[start]
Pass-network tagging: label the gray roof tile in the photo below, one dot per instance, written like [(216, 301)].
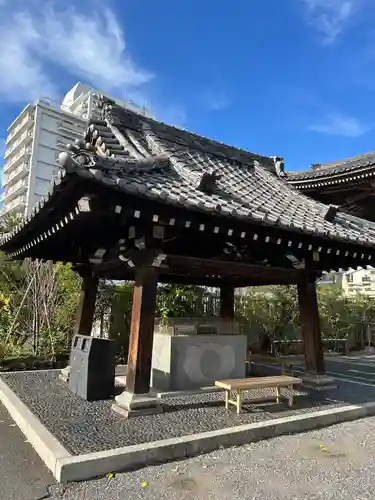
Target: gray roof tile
[(339, 169), (247, 189)]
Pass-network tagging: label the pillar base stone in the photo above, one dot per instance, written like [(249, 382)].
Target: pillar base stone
[(64, 374), (318, 382), (134, 405)]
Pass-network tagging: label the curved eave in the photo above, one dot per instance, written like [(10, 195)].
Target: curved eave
[(311, 181)]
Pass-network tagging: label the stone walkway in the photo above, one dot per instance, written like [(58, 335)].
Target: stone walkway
[(337, 463)]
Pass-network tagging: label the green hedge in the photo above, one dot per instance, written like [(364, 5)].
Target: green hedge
[(20, 363)]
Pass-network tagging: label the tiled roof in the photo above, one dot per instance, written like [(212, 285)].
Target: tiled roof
[(245, 190), (339, 170), (147, 158)]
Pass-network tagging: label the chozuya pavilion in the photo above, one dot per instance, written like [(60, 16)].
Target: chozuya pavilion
[(144, 201)]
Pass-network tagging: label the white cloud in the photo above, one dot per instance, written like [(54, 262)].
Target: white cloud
[(341, 125), (330, 17), (38, 42), (216, 100)]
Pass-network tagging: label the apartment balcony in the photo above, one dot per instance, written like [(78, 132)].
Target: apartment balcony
[(17, 189), (18, 173), (23, 139), (15, 160), (72, 130), (26, 123), (17, 205)]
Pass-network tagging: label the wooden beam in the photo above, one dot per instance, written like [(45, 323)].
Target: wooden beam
[(142, 331), (227, 302), (86, 306), (193, 265), (310, 324)]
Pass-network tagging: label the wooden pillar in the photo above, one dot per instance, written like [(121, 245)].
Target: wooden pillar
[(142, 331), (310, 324), (86, 307), (227, 302)]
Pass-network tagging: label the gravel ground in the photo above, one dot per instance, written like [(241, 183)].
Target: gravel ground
[(23, 475), (84, 427), (330, 464)]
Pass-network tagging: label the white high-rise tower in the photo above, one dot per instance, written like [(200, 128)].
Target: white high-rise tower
[(35, 139)]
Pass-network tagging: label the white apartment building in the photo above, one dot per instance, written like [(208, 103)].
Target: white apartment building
[(35, 139), (352, 282)]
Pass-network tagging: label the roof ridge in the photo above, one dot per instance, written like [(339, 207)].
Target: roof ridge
[(104, 101)]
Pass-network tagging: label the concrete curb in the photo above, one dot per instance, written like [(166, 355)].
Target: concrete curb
[(66, 467), (45, 444), (83, 467)]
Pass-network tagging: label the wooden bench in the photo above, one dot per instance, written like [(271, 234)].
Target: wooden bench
[(245, 384)]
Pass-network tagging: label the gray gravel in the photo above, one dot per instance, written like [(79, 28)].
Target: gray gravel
[(84, 427), (23, 475), (334, 463)]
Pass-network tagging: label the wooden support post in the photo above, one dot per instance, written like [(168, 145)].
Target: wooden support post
[(142, 331), (310, 324), (137, 398), (86, 307), (227, 302)]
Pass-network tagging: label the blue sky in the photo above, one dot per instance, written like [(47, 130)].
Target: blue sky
[(278, 77)]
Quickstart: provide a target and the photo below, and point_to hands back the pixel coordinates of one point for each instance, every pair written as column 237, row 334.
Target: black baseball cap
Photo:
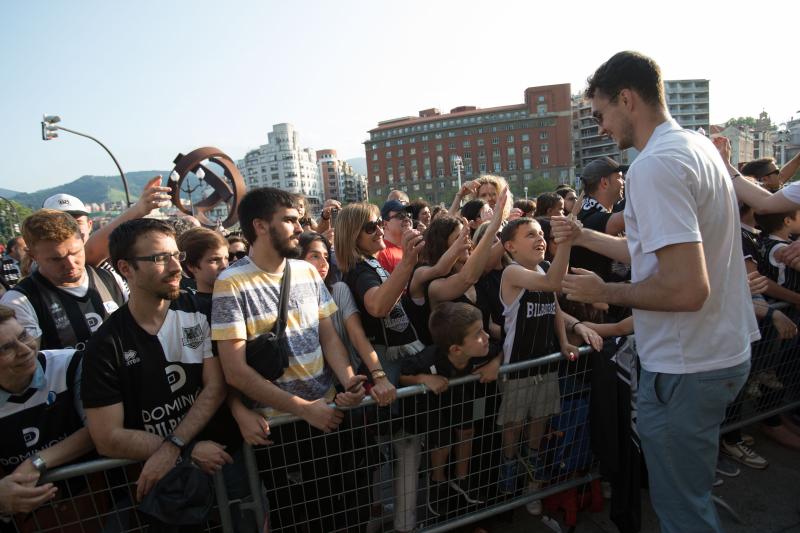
column 601, row 168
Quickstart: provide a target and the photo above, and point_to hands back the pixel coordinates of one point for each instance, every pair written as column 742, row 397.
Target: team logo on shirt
column 176, row 377
column 30, row 436
column 131, row 357
column 93, row 320
column 193, row 336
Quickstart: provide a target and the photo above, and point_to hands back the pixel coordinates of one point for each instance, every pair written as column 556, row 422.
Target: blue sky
column 151, row 79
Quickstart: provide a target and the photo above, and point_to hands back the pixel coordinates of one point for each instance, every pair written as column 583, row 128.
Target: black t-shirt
column 488, row 288
column 593, row 216
column 394, row 330
column 156, row 377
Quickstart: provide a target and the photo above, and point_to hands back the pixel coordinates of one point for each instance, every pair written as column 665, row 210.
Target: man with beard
column 689, row 293
column 396, row 220
column 64, row 300
column 150, row 380
column 244, row 308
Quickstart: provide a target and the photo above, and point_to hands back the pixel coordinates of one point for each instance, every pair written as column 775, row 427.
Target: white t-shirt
column 678, row 191
column 26, row 314
column 791, row 192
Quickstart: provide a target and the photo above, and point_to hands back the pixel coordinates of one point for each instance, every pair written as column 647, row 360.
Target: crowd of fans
column 153, row 340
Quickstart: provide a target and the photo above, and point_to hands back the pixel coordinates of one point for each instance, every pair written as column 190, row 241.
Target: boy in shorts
column 534, row 326
column 460, row 346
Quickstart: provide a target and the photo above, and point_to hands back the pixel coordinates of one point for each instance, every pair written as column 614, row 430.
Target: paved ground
column 768, row 501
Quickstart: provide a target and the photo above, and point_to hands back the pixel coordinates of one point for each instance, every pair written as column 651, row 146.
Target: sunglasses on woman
column 372, row 226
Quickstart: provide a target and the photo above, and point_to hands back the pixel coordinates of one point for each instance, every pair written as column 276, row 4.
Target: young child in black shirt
column 461, row 345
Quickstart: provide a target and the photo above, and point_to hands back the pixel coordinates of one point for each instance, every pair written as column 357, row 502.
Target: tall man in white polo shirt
column 692, row 313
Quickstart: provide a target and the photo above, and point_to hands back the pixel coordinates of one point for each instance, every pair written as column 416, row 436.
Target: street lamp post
column 459, row 164
column 49, row 129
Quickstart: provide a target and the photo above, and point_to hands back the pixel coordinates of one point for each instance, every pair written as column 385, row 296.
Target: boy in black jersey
column 461, row 345
column 534, row 328
column 775, row 231
column 150, row 381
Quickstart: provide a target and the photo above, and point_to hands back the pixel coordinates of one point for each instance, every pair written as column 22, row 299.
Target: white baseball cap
column 65, row 202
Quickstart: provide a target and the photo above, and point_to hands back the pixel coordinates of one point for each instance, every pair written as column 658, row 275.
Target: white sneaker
column 743, row 454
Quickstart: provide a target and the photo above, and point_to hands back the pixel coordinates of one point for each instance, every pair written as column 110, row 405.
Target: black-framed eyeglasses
column 401, row 215
column 161, row 259
column 372, row 226
column 235, row 256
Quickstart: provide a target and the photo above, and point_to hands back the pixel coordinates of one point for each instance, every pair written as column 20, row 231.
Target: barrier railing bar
column 512, row 504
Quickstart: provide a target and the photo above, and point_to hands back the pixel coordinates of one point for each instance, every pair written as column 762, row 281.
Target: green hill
column 94, row 189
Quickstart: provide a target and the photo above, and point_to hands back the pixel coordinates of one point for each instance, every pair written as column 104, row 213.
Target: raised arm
column 679, row 284
column 380, row 300
column 602, row 243
column 445, row 289
column 153, row 196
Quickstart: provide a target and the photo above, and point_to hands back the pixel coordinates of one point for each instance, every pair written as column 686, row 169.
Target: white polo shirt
column 678, row 191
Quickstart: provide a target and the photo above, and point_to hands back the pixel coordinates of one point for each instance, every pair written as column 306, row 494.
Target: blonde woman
column 487, row 188
column 359, row 238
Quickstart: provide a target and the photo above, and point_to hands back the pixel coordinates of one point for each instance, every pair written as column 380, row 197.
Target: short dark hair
column 774, row 221
column 417, row 206
column 436, row 238
column 450, row 321
column 262, row 203
column 545, row 202
column 196, row 242
column 628, row 70
column 306, row 239
column 123, row 239
column 526, row 206
column 757, row 168
column 472, row 209
column 510, row 230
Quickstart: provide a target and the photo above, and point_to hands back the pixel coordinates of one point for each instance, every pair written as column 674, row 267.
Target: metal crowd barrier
column 374, row 473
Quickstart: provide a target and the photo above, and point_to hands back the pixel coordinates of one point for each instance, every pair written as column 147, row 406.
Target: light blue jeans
column 679, row 416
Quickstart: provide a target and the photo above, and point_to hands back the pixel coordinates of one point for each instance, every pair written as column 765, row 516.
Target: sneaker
column 727, row 468
column 507, row 479
column 462, row 488
column 782, row 435
column 437, row 497
column 534, row 507
column 741, row 453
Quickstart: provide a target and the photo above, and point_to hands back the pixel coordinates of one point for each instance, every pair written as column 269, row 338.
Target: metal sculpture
column 228, row 189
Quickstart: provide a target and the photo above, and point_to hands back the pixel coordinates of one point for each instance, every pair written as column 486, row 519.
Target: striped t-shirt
column 245, row 306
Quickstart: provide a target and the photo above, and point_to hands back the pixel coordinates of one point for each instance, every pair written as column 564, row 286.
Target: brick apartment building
column 419, row 155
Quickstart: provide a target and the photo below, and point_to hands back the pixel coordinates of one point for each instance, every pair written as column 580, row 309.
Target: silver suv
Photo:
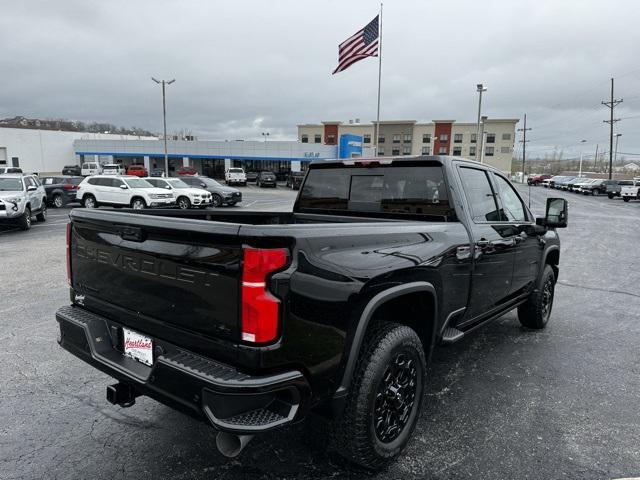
[end]
▸ **TASK DETAILS**
Reproduce word for word the lines starting at the one containing "104, row 213." and ending at the one containing "column 374, row 473", including both.

▸ **EXERCISE SOLUTION**
Quickstart: provide a target and the photo above, and point_to hands back the pixel coordinates of one point for each instance, every pair written as column 104, row 213.
Target: raised arm
column 679, row 284
column 380, row 300
column 602, row 243
column 445, row 289
column 153, row 196
Quickstart: provide a target and the photo above, and point_to hands back the pixel coordinates of one point for each instance, every pair written as column 686, row 169.
Target: white polo shirt
column 678, row 191
Quickstart: provide a target and the photo above, and point_to hands back the pixel coordinates of one point for each instance, every pair written as column 306, row 494.
Target: blonde woman
column 487, row 188
column 359, row 238
Quickstart: provide a target and the photo above, and point_to hands back the pixel coordinates of one point for each instance, every pair written as column 380, row 197.
Target: short dark hair
column 774, row 221
column 417, row 206
column 436, row 238
column 450, row 321
column 262, row 203
column 545, row 202
column 196, row 242
column 628, row 70
column 306, row 239
column 123, row 239
column 526, row 206
column 757, row 168
column 472, row 209
column 510, row 230
Quickstart: provide a target and the photo above, and point_to hands back the pixel coordinates of one point for each instance, every pair written as column 674, row 267.
Target: metal crowd barrier
column 374, row 473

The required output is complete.